Could you switch every "shrub" in the data below to "bush" and return the lines with nothing else changed?

Labeled point data
_ _ _

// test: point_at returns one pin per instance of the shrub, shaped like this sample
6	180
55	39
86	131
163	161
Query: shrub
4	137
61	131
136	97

_ _ _

Solution.
// test: point_at returns one pin per instance of the bush, shaped like this sample
6	180
55	39
86	131
163	161
Query: bush
4	137
61	131
136	97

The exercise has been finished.